### [DOCUMENT EXTRACT]
= = = = = = =
So what can we do with the 70% of patients who do not have family member donors? The first major innovation was the establishment of international registries to provide volunteer unrelated donors. Initially, volunteer donor availability outstripped our ability to do precise HLA typing, and transplant outcomes with unrelated donors were dismal. The introduction of high-resolution molecular HLA typing was a huge step forward, allowing the outcomes of matched unrelated donor transplantation to closely approach the outcomes for sibling transplantation.

Unfortunately, the registries are largely composed of people of western European descent, so — despite the 22 million registered donors — matches can still be difficult to obtain for patients from other ethnic groups. While there have been successful efforts to increase minority participation in the registries, donor availability is still limited by the remarkable heterogeneity of HLA.

The use of partially mismatched related and unrelated donors is an acceptable compromise, but the use of single-antigen mismatched donors is associated with more risk and only marginally increases the donor pool. We can now interrogate the DNA sequence of the HLA molecules, which allows us to choose mismatched donors that are "permissive," i.e. they function as if they are matched since the specific HLA disparity is not recognized by T cells. This is a step forward, but there are still large numbers of patients needing donors for whom no registry donor is available.
= = = = = = =
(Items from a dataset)
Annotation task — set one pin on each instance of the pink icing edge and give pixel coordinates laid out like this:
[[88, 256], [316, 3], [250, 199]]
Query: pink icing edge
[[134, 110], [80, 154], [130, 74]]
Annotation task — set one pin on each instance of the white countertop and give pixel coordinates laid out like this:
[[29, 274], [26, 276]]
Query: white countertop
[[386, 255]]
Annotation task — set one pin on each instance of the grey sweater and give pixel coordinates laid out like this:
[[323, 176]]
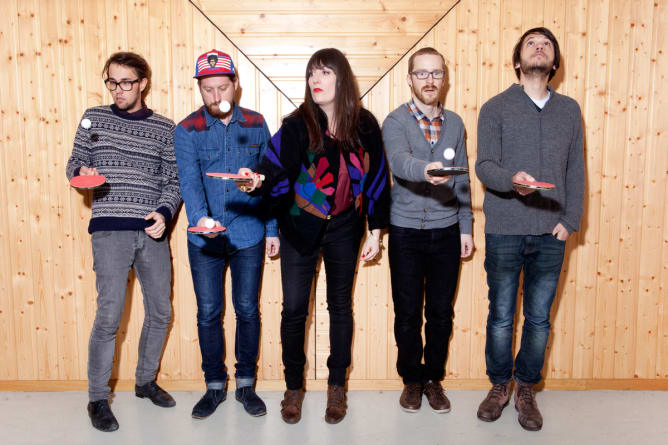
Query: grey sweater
[[416, 203], [514, 136]]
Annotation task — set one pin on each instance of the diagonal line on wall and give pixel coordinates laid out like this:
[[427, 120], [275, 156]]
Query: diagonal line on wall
[[244, 54], [399, 59], [411, 48]]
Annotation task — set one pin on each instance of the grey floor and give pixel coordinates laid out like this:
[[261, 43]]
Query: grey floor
[[374, 417]]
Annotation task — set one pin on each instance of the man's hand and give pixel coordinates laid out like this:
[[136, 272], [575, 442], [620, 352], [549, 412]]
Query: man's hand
[[560, 232], [158, 227], [435, 180], [85, 171], [467, 244], [256, 180], [523, 176], [272, 246], [371, 245], [202, 223]]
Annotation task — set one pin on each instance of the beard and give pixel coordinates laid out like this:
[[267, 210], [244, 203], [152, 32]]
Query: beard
[[215, 111], [539, 68], [431, 99], [127, 105]]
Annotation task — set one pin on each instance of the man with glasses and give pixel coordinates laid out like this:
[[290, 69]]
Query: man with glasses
[[430, 228], [133, 148]]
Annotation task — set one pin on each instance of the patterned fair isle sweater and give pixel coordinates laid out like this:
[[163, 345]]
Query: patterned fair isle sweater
[[135, 153]]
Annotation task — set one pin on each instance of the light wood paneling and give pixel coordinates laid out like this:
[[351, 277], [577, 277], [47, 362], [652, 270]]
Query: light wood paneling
[[610, 322]]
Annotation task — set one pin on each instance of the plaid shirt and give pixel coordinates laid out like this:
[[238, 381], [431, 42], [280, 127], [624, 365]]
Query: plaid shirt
[[430, 129]]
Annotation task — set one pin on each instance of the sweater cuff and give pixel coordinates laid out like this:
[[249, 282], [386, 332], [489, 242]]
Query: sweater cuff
[[164, 211], [466, 226]]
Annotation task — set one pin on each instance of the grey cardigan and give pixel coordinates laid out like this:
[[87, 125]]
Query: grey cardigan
[[514, 136], [416, 203]]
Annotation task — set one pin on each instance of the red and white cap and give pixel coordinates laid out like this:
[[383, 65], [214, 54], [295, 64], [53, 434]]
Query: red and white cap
[[213, 63]]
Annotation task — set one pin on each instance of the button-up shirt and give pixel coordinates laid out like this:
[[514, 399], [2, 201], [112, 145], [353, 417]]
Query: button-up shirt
[[202, 144]]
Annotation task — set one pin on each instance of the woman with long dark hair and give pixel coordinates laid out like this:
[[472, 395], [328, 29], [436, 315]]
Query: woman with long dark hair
[[325, 171]]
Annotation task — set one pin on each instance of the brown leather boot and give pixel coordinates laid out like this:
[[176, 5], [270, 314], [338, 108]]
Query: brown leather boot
[[291, 406], [411, 397], [436, 397], [336, 404], [525, 404], [497, 398]]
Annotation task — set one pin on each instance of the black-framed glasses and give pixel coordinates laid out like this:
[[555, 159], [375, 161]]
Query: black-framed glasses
[[422, 75], [126, 85]]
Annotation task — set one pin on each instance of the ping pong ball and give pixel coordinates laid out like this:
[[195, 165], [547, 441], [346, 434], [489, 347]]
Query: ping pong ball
[[224, 106]]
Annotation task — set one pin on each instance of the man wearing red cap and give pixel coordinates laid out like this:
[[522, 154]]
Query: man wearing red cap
[[221, 137]]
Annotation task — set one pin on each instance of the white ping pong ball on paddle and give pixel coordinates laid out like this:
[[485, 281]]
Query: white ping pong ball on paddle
[[224, 106]]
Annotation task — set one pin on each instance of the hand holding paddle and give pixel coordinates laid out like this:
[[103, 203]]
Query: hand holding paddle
[[523, 176], [155, 230], [371, 245], [256, 180], [435, 180], [208, 223], [86, 171]]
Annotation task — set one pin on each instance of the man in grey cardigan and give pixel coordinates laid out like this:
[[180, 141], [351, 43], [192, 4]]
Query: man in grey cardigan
[[430, 228], [526, 133]]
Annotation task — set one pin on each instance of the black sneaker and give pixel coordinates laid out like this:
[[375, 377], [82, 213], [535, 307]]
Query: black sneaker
[[208, 403], [250, 400], [156, 394], [101, 416]]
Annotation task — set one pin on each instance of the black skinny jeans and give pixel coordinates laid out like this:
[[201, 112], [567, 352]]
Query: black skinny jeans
[[340, 248]]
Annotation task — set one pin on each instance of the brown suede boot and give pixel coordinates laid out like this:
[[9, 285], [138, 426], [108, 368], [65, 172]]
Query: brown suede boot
[[525, 404], [291, 406], [436, 397], [497, 398], [336, 404], [411, 397]]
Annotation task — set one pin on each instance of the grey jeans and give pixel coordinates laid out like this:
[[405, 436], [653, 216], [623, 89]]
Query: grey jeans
[[114, 253]]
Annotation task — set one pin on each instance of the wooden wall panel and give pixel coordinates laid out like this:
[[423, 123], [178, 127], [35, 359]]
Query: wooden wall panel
[[610, 320]]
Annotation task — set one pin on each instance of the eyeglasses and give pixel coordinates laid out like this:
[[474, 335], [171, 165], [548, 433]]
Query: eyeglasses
[[422, 75], [126, 85]]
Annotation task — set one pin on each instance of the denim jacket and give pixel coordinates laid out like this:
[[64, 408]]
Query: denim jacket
[[202, 143]]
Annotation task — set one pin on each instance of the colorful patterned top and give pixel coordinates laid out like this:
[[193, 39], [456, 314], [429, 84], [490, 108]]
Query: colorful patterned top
[[303, 184]]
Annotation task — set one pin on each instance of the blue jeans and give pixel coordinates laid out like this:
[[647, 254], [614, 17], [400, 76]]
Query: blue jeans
[[424, 266], [506, 255], [208, 272], [115, 252]]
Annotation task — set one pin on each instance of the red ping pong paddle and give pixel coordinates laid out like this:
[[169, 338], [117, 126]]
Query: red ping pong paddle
[[85, 182], [536, 185], [233, 176], [448, 171], [206, 230]]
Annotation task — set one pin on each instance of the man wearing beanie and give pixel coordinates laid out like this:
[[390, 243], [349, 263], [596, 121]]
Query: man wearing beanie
[[221, 137]]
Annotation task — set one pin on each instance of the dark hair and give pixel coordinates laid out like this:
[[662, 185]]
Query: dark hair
[[546, 33], [346, 102], [422, 51], [134, 61]]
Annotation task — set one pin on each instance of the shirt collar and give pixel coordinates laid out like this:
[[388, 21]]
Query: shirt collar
[[419, 115], [237, 115]]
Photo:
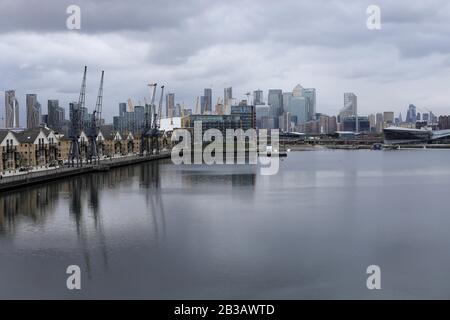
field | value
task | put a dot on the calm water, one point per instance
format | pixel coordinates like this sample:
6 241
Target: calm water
163 231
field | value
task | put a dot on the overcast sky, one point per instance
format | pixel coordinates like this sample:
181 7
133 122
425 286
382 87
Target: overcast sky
247 44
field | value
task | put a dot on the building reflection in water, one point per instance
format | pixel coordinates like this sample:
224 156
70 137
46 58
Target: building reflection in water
150 181
82 195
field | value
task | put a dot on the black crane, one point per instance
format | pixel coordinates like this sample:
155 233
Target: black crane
76 124
146 132
94 126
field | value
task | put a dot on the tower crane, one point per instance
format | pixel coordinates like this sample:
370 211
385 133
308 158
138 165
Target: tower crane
158 116
146 128
76 124
95 125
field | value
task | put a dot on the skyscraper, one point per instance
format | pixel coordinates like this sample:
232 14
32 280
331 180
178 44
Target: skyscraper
33 111
258 97
11 109
350 106
379 122
411 115
227 99
170 104
310 95
275 101
122 109
56 115
207 101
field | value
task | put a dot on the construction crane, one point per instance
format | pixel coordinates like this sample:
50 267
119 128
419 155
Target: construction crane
155 133
76 125
158 116
146 128
94 129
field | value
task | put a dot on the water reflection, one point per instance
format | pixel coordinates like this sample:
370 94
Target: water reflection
81 197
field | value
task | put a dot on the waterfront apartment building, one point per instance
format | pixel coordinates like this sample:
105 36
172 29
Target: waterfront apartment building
444 122
34 115
9 156
388 117
38 147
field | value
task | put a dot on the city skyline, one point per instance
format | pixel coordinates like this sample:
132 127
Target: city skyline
187 51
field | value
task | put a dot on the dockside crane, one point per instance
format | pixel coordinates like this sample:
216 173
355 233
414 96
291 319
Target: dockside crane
158 116
146 127
76 125
94 154
154 134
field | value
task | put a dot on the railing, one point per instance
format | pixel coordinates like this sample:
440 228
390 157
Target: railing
30 175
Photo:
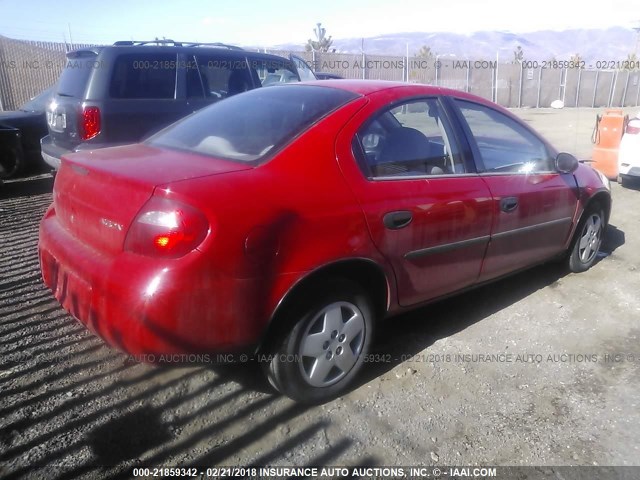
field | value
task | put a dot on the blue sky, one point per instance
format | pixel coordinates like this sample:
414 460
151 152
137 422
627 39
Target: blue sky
268 23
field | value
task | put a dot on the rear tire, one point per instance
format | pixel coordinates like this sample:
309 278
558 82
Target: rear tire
587 240
319 357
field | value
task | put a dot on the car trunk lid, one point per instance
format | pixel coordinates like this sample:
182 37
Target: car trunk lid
64 112
97 194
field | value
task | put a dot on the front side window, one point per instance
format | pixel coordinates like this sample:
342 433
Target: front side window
144 75
410 139
504 144
251 126
273 71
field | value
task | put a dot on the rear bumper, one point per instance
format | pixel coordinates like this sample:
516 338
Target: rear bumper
145 306
51 153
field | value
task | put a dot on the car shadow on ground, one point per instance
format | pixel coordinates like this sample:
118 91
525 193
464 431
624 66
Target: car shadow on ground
400 337
24 187
70 406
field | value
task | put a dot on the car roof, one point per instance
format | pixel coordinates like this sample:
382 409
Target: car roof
367 87
218 49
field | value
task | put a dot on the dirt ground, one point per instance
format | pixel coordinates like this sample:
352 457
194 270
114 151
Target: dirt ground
542 368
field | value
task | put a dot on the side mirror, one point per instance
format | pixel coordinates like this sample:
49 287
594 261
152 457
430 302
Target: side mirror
566 163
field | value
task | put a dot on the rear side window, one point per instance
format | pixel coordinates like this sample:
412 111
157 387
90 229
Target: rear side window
253 125
75 76
144 75
505 146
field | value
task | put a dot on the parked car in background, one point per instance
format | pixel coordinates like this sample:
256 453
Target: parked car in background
629 153
287 221
20 134
119 94
327 76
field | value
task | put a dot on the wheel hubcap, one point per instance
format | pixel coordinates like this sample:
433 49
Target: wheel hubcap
590 238
331 344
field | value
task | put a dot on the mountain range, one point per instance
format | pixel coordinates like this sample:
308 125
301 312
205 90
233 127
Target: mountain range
592 45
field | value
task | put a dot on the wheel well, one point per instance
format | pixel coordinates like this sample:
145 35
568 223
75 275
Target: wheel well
364 272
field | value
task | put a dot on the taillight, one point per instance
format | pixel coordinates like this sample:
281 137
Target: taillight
90 122
633 127
166 228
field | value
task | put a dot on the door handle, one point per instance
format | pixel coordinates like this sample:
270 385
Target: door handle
397 220
508 204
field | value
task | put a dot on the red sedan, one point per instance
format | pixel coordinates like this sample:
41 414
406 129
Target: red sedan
288 220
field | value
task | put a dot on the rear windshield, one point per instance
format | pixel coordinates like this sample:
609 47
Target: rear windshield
74 77
144 75
252 125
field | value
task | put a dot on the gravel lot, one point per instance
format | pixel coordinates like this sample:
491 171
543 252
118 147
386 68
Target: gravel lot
539 369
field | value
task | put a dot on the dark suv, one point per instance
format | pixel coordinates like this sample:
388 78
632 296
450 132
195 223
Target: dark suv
119 94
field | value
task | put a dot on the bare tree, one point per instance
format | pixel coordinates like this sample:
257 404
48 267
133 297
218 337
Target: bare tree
518 55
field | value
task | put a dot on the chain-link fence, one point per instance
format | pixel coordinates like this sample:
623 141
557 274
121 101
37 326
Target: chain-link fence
27 68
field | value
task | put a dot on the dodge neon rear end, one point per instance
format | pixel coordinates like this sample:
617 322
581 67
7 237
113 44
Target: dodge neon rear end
160 248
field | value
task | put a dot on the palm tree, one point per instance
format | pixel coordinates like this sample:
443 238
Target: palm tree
518 55
425 52
321 43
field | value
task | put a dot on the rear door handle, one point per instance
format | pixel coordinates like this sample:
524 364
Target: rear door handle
397 220
508 204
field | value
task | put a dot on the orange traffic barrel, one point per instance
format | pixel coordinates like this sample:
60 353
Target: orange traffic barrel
606 138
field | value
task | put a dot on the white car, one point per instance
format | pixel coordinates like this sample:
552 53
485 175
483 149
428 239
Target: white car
629 154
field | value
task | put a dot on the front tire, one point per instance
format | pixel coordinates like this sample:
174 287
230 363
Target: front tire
587 240
318 359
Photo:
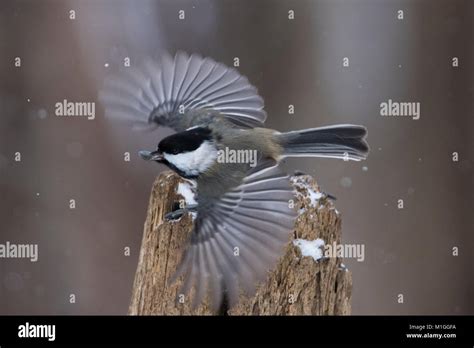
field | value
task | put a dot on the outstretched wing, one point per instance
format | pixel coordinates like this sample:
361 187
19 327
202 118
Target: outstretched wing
= = = = = = =
### [BRIEF A]
In the passage on transplant donors, rewrite the paragraph that begins "Unfortunately, the registries are largely composed" as a short bulleted list that keeps its main facts.
### [BRIEF B]
According to the passage on transplant donors, what made the outcomes of matched unrelated donor transplants come close to those of sibling transplants?
### [BRIEF C]
Continue the passage on transplant donors from its last sentence.

### [RESPONSE A]
- Most registry donors are of western European descent.
- Despite 22 million registered donors, patients from other ethnic groups can still struggle to find matches.
- Efforts to increase minority participation have had some success.
- The great heterogeneity of HLA still limits donor availability.

### [RESPONSE B]
The introduction of high-resolution molecular HLA typing.

### [RESPONSE C]
Within the past 10 years, we have embraced the use of two additional donor sources that now makes the person without a potential donor a rarity: umbilical cord blood cells and haploidentical donors.

The adoption of umbilical cord blood stem cells allowed the crossing of HLA barriers by virtue of the low numbers of T cells in cord blood and their complete immunologic immaturity. Cord blood transplants are limited by slow count recovery and slow immunologic reconstitution. We here in the Dana-Farber/Brigham and Women's Cancer Center Adult Stem Cell Transplantation Program and others are addressing this limitation in several ways.

Double cord blood transplantation is normally used in adults in the United States to provide an extra increment of stem cells. This is quite expensive and does nothing to improve immune reconstitution. Based on work done in collaboration with our colleagues at Dana-Farber/Boston Children's Cancer and Blood Disorders Center, we are investigating the use of dimeric prostaglandin E2 as a way of increasing the viability and marrow homing capacity of cord blood stem cells. Moreover, ex vivo expansion of these cells has shown promise in accelerating count recovery.

Haploidentical transplantation has finally come into its own. Haploidentical transplants use donors that are mismatched at fully half of the HLA complex. Fifty percent of siblings are likely to be haploidentical, and children and parents are obligatory haploidentical donors. For years, using haploidentical donors was associated with very high rates of graft-versus-host disease and graft rejection. These limitations of haploidentical transplantation were the most recalcitrant problems we faced in the stem cell transplant field. However, in the past few years we have made substantial headway, and now these transplants are done frequently with outcomes comparable to umbilical cord blood and matched unrelated donors. It is now the rare individual for whom no donor can be found.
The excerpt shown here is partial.